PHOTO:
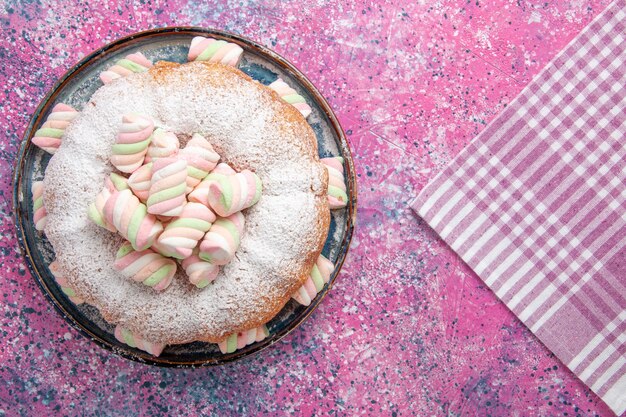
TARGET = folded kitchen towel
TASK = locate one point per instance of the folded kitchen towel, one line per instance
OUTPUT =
(536, 206)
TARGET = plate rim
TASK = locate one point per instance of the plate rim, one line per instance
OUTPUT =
(75, 70)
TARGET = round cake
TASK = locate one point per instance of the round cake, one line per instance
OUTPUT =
(251, 128)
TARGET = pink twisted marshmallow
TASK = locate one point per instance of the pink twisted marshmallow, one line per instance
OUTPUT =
(240, 340)
(201, 159)
(129, 338)
(114, 182)
(337, 196)
(60, 279)
(132, 142)
(234, 193)
(200, 194)
(166, 196)
(183, 233)
(128, 65)
(209, 49)
(146, 266)
(163, 144)
(320, 275)
(40, 216)
(291, 96)
(48, 136)
(199, 272)
(222, 240)
(139, 182)
(131, 219)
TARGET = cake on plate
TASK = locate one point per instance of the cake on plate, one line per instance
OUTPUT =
(187, 202)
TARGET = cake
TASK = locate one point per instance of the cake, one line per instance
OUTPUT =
(254, 132)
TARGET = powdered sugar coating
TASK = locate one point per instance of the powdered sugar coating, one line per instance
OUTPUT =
(251, 129)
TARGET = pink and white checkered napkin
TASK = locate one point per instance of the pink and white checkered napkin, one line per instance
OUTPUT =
(536, 206)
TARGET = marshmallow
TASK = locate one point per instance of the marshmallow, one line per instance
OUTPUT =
(201, 159)
(166, 196)
(183, 233)
(240, 340)
(199, 272)
(128, 65)
(222, 240)
(209, 49)
(60, 279)
(291, 96)
(163, 144)
(131, 219)
(146, 266)
(48, 136)
(131, 143)
(234, 193)
(319, 276)
(200, 193)
(40, 216)
(337, 196)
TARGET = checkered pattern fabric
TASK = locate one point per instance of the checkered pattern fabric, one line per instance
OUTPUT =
(536, 206)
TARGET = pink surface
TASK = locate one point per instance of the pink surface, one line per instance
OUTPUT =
(408, 329)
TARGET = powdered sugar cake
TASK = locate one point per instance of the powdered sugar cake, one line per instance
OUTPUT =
(251, 128)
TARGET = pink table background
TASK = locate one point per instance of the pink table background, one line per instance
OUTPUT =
(408, 329)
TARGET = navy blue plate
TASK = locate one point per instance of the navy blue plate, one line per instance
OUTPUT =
(76, 87)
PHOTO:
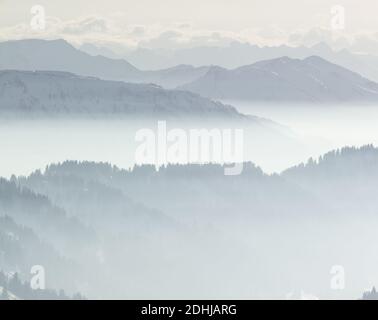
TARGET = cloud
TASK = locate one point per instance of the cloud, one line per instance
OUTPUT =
(114, 33)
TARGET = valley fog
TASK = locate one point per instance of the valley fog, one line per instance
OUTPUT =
(309, 131)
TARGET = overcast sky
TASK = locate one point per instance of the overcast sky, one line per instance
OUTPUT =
(165, 23)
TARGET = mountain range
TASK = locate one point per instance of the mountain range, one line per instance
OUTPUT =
(52, 92)
(285, 79)
(312, 79)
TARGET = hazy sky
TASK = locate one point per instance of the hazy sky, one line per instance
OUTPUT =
(170, 23)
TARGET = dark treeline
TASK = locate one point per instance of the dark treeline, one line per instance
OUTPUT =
(12, 287)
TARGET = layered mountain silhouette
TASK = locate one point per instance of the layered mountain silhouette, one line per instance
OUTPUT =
(51, 92)
(286, 80)
(59, 55)
(311, 79)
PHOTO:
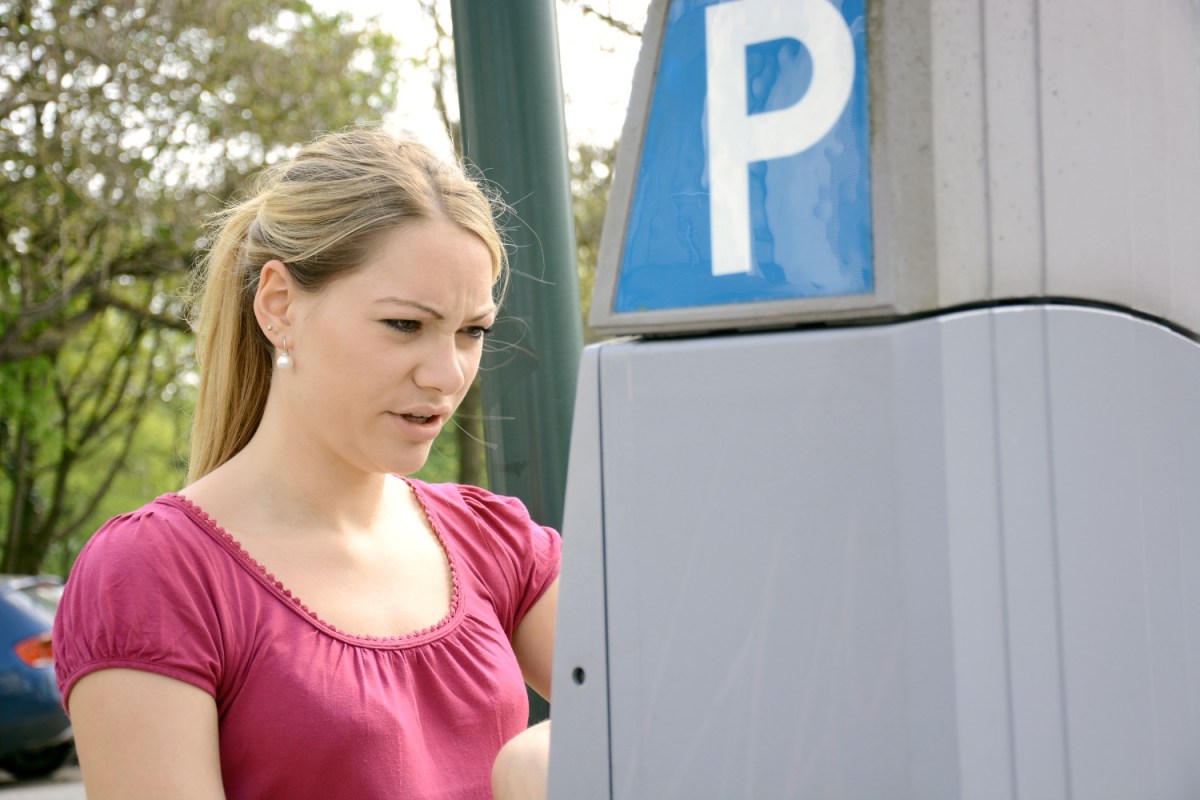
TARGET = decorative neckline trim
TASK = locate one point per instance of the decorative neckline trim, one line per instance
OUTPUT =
(293, 601)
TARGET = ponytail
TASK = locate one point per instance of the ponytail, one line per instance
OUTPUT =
(233, 355)
(319, 214)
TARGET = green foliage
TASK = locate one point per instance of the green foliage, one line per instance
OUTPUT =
(121, 126)
(591, 179)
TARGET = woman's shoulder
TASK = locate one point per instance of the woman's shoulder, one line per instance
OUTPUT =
(479, 505)
(163, 531)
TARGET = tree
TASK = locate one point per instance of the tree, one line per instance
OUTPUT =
(121, 125)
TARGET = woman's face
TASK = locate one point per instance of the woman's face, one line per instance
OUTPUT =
(384, 354)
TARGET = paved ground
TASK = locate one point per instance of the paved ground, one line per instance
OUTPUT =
(64, 785)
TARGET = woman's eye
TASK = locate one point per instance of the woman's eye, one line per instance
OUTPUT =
(403, 325)
(477, 331)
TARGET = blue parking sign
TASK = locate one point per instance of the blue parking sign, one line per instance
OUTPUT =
(753, 170)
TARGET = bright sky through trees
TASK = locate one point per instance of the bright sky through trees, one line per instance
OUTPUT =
(598, 62)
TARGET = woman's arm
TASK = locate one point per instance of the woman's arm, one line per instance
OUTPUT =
(522, 767)
(144, 737)
(534, 641)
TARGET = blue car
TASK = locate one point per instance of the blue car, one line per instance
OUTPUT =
(35, 733)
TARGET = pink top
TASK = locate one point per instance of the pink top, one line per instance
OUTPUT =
(307, 710)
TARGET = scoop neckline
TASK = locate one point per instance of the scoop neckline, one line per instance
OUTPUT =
(293, 601)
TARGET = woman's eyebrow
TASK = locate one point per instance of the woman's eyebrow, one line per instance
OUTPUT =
(431, 311)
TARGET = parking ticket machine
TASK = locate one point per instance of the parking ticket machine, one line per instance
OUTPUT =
(887, 483)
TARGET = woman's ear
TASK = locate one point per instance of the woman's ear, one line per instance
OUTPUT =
(275, 296)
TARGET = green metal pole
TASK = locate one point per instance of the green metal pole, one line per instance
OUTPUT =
(510, 95)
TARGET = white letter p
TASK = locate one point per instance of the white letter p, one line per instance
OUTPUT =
(736, 138)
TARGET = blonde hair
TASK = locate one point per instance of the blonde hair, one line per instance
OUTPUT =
(321, 214)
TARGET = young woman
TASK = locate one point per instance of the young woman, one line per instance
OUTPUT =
(301, 620)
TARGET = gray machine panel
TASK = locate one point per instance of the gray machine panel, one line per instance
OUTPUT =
(952, 558)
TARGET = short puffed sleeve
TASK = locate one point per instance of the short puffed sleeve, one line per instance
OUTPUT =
(515, 557)
(142, 595)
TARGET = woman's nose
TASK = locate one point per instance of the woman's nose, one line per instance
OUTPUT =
(441, 367)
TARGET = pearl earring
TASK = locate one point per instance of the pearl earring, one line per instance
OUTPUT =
(285, 359)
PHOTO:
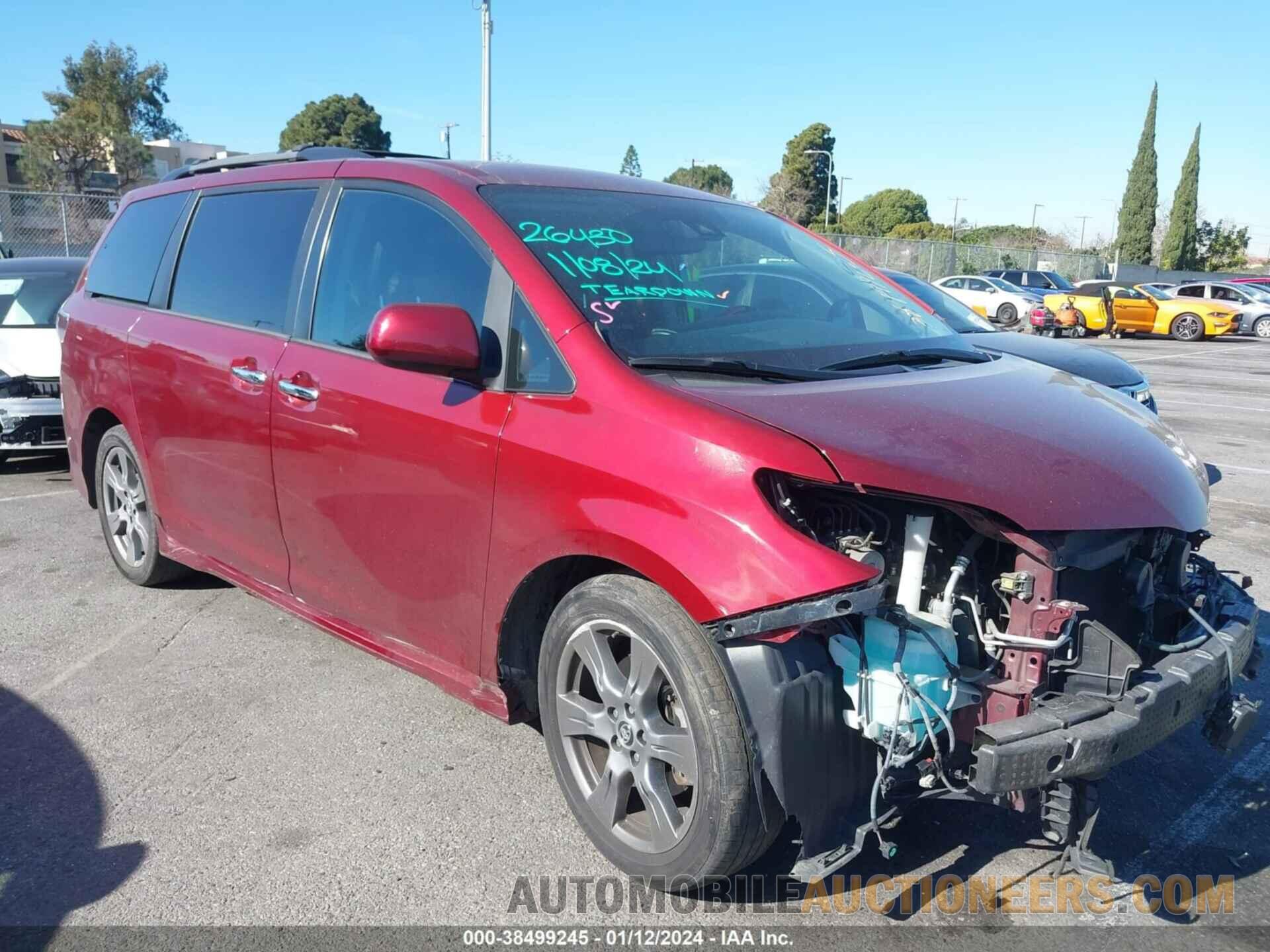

◆ How to complete this task:
Please retype the data exactly as it appears, but without any of its pictures.

◆ Exercise response:
PHOTO:
TARGET = folded kitchen towel
TASK = locate one point per instance of the folded kitchen towel, one line per instance
OUTPUT =
(536, 206)
TARGET = plate rim
TASK = locate one point per instance of the plate rim, one line per instance
OUTPUT =
(75, 70)
TARGET = round cake
TASK = locate one point per instance of the round cake, one line per instance
OUTPUT =
(251, 128)
TARGET = pink twisted marshmallow
TASK = locate one point per instance of the pink twisted marshmallow, one line per instance
OUTPUT =
(240, 340)
(201, 159)
(129, 338)
(114, 182)
(337, 196)
(60, 279)
(132, 142)
(234, 193)
(200, 194)
(166, 196)
(183, 233)
(128, 65)
(209, 49)
(146, 266)
(163, 144)
(320, 275)
(40, 216)
(291, 96)
(48, 136)
(199, 272)
(222, 240)
(139, 182)
(131, 219)
TARGET = cake on plate
TASK = locate one point per instance of the cake on plate, one line per instance
OUTPUT =
(187, 202)
TARGET = cake
TASK = locate one point per instance of the cake, one line per instance
OUTPUT =
(254, 132)
TARGET = powdered sugar coating
TASK = locate one point per instance of the powdered sugar coating, one line per instance
OUTPUT =
(251, 129)
TARGET = pink and white checkered napkin
TASK = locate one point per instance of the pink and white checkered napkin, one line per instance
OUTPUT =
(536, 206)
TARGET = marshmallow
TASK = locate one point per instance of the marshmallow, one line per instance
OUTPUT =
(201, 159)
(166, 196)
(183, 233)
(240, 340)
(199, 272)
(128, 65)
(222, 240)
(209, 49)
(60, 279)
(291, 96)
(163, 144)
(131, 219)
(146, 266)
(48, 136)
(131, 143)
(234, 193)
(319, 276)
(200, 193)
(40, 216)
(337, 196)
TARGET = checkered pattern fabric
TASK = locate one point per instance of the checkered pattern fabric, one line per instance
OUTPUT =
(536, 206)
TARGET = pink surface
TASK = locate one point per instance of the pink surface, one line per instance
OUTPUT =
(408, 329)
TARGET = powdered sugar cake
TASK = locate one point per instance of the powdered sugar cake, one line per instance
OUTPUT =
(251, 128)
TARGET = pink table background
TASK = locate one point per instance of the pink table background, one line per instance
OUTPUT =
(408, 329)
TARGET = navy blue plate
TASK = locate one point per instance of the navy blue plate, one line per instance
OUTPUT =
(76, 87)
PHOTO:
TARGET = cloud
TASK = locate one point per instance of the cloud, one line per instance
OUTPUT =
(114, 33)
TARGET = valley fog
TASK = locate one point per instance of the valley fog, one line per instance
OUTPUT =
(309, 131)
TARGET = overcast sky
TASK = locate one point per instance of the overcast sky, one line per instance
OUTPUT =
(165, 23)
TARGET = mountain range
TASK = locate one point per instance of the mountain range, one line per instance
OUTPUT =
(52, 92)
(285, 79)
(312, 79)
TARGET = hazy sky
TASK = locate one point per instance of the hazy sky, one line per instance
OUTPUT =
(170, 23)
TARGET = dark treeline
TASK = locate one point per instance of the dark treeline, one line per instance
OUTPUT =
(12, 287)
TARGET = layered mountain silhouette
TASK = locate one point per instance of the layered mountain silhouette, one line per instance
OUTPUT =
(51, 92)
(286, 80)
(59, 55)
(311, 79)
PHOTO:
TARGET = decorative neckline trim
TASK = locate one point per instance of the decorative neckline trim, one line per instance
OUTPUT =
(293, 601)
TARGET = ponytail
TASK = locate one point per instance of the ponytail, one line per instance
OUTPUT =
(233, 355)
(319, 214)
TARGET = green foliage
TASK = locate one point per instance of the green foliage, one line per instance
OUTPUT =
(121, 126)
(591, 179)
TARGET = woman's shoulder
TASK = locate one point per instance of the woman's shoulder, one line per instance
OUTPUT =
(479, 505)
(163, 531)
TARGET = tree
TASK = locate one point per instance of the tree, one line per instance
OUTPUT =
(121, 125)
TARGET = woman's face
TASK = locate one point per instance of the woman's face, one line per instance
OUTPUT =
(384, 354)
TARGET = paved ground
TASK = locate one point per instance of the paved ground, one line per instance
OUTPUT =
(64, 785)
TARGET = woman's eye
TASK = locate one point per instance of the woman's eye, one line per instance
OUTPUT =
(403, 325)
(477, 331)
TARGET = blue parking sign
TASK = locate one point per instance of the blue parking sign, one line per instance
OUTPUT =
(753, 170)
TARGET = bright sky through trees
TASK = locate one point per instance of the bright sky through trees, one line per instance
OUTPUT =
(598, 62)
TARGET = woman's arm
TASK = locate one point per instance of the woman's arm, one line per instance
OUTPUT =
(522, 767)
(144, 737)
(534, 641)
TARGET = blue car
TASK = locate one point per instance of the blue car, one line per instance
OUTPUT =
(35, 733)
TARGET = pink top
TASK = locate one point per instance of the pink top, one line per instance
OUTPUT =
(307, 710)
TARGET = scoop neckline
TASK = locate one point per instance of the scoop neckline, one line per instance
OUTPUT =
(293, 601)
TARGET = woman's eyebrow
TASK = locate one point per instance of the woman's eyebrow, one line per instance
OUTPUT =
(431, 311)
TARGET = parking ticket machine
TASK = locate one point per instance of the parking ticket machine, one line per instance
OUTPUT =
(887, 483)
TARGET = woman's ear
TASK = locate one point per instance of the woman's ear, one line per instance
OUTPUT =
(275, 296)
TARGET = green metal pole
TASK = locate one point per instance of the green metal pole, one line per instance
OUTPUT =
(510, 95)
TARGET = white letter p
TASK = locate one point per instance of the white letter p, one line per instance
OUTPUT =
(736, 138)
TARGET = blonde hair
TASK = locate one point per instance of the blonde hair, one line per instance
OUTPUT =
(321, 214)
TARGET = young woman
TASK = locate one point per instance of the young woman, one line per instance
OUTPUT =
(301, 620)
TARGET = gray machine panel
TASK = locate one point per instance of the gray machine panel, one line per instance
OUTPUT =
(952, 558)
TARGET = short puffed sleeve
TASK = locate one point per instance of the short puffed sleeve, one line per instance
OUTPUT =
(515, 557)
(142, 595)
TARGET = woman's nose
TASK = locate one point per instance of the woman's nose, one line per instance
OUTPUT =
(441, 367)
TARGET = pearl earring
TASK = locate one point per instance of the pearl earring, one line per instance
OUTPUT =
(285, 359)
PHOTO:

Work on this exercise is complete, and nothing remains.